## [Requirement]
Your answer must be a word-for-word copy of the data.

## [Exercise data]
Start of Block
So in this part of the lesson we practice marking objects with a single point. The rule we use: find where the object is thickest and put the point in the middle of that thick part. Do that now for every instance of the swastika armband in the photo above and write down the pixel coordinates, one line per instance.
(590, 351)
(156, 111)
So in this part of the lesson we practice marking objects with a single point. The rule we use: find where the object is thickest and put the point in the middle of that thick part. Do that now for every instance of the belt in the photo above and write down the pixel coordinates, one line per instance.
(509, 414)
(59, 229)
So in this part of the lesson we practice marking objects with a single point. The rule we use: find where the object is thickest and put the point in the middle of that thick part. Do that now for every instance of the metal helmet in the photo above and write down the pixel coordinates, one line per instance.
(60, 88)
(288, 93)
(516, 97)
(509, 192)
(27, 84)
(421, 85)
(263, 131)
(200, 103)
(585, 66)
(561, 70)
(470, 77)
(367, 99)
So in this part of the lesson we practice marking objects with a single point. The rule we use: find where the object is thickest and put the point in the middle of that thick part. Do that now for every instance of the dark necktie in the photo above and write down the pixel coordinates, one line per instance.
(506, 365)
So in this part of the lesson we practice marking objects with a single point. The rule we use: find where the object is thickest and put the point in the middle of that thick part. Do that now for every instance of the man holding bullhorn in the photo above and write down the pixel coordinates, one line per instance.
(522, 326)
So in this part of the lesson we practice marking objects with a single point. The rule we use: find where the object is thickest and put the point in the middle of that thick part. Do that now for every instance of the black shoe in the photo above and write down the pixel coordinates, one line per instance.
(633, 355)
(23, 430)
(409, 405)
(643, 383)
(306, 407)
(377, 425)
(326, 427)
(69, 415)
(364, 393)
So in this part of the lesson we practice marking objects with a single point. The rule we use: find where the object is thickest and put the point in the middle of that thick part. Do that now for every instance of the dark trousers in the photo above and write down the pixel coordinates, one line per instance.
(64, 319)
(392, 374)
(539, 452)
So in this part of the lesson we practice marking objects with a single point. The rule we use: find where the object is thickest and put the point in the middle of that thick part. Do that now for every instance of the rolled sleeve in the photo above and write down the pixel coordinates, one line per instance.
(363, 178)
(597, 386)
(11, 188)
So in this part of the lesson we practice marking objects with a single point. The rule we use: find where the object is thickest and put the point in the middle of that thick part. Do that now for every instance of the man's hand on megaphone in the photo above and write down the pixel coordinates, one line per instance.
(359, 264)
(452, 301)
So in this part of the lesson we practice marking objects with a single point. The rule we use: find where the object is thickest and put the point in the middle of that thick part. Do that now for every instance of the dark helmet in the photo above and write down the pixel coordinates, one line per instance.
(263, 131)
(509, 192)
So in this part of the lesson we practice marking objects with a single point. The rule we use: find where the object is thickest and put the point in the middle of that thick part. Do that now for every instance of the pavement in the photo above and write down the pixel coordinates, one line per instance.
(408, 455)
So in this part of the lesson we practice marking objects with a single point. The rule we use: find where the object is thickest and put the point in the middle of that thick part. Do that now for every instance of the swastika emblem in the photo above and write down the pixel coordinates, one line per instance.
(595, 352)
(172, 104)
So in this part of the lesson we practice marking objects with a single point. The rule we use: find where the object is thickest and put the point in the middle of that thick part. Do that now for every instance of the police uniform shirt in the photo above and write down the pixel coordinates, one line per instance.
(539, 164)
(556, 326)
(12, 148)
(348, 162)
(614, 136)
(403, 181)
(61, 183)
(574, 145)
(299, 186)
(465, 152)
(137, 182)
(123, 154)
End of Block
## [Result for this exercise]
So in this part of the lesson we practice marking objects with a single point. The rule we use: find where the object is thickest and put the point in the middle of that thick part. Do that now for every instance of the swastika armband in the photo above and write down the pixel coordinates, one line per instance.
(590, 351)
(156, 111)
So in this part of the lesson we practice marking objects with a single point. The rule we use: find where the object is thickest and put the point in the middle of that thick part. Do that now for every instance of the belt in the photo above and write down the pixel coordinates, one line per instance.
(509, 414)
(59, 229)
So in this part of the lesson we practice marking objects with a single point. The rule we use: find where the object is thickest and put the point in the middle of that thick part. Do that now for every instance of the metal helmet in the photo above and write down the pixel coordinates, one line per instance.
(60, 88)
(288, 93)
(516, 97)
(509, 192)
(27, 84)
(421, 85)
(263, 131)
(200, 103)
(585, 66)
(561, 70)
(470, 77)
(367, 99)
So in this part of the lesson we practice marking objects with a single point. The rule we use: find where the object is thickest and put the point in the middle of that thick part. Do that now for every instance of the dark necktie in the photo above and write down the pixel coordinates, one line per instance.
(506, 365)
So in this part of the lesson we practice marking objects with a single point. The rule we use: find where the object is thickest and put the point in the middle of that thick part. Do that now for every instance of the man holding bullhorn in the photo above and write down the pixel coordinates, one line per instance.
(522, 326)
So in this part of the lesson we practice marking objects with a single point. The rule we use: find where the object is thickest and put the point in the middle of that thick part. Do that now for every instance of the black shoe in the photo above and write down the pixel coordinates, one line per instance.
(633, 355)
(23, 430)
(409, 405)
(643, 383)
(306, 407)
(377, 425)
(326, 427)
(69, 415)
(364, 393)
So in this part of the lesson we practice marking objects with a single point. The rule we use: find where the object is thickest and put the point in the middle of that thick part. Do that now for every instance of the dark trousers in the photo above and write down the pixel coordinates, one line per instance.
(64, 319)
(392, 374)
(539, 452)
So in this part of the lesson we practice marking objects with a single point. The rule we use: find where the object is thickest and put the point in the middle of that thick part. Do that now for every instance of the rolled sleeve in the photo above and write down the pixel coordinates, one line per instance.
(363, 178)
(597, 386)
(11, 188)
So in this part of the lesson we practice marking objects with a single point. The rule we use: find where the object is thickest and put the point in the middle of that thick part. Do that now for every instance of the man's hand on megaphone in the photo above and write down the pixel coordinates, one line per instance.
(359, 264)
(452, 301)
So in this part of the lesson we practice marking objects with a single point. The rule we use: find where the object is thickest and put the point in the middle of that thick part. Do that now for every instance of the dark helmet in the photo above and write down the pixel coordinates, one line per instance.
(263, 131)
(509, 192)
So in this part of the lesson we practice marking objects with a single point. The rule we use: find where the object is thickest and put the point in the middle of that thick part. Do that now for every instance of the pavement in the photo above and write down the pixel coordinates, one line per instance.
(408, 455)
So in this part of the lesson we practice marking objects with a single point. The rule we use: find where the object is thickest and put the point in the middle of that thick part. Do that now for every instance of the swastika emblem in the photo above and write down the pixel coordinates, one line per instance.
(595, 352)
(172, 104)
So in this part of the lesson we practice marking objects with a single point. The rule we use: find where the object is thickest and put the point in the middle of that thick part. Do that now for every instance of the police uniform shirt in the photo above and write down the pixel coordinates, one line per instance.
(539, 164)
(556, 326)
(12, 148)
(348, 162)
(614, 136)
(403, 181)
(61, 183)
(574, 145)
(299, 186)
(465, 152)
(137, 182)
(123, 154)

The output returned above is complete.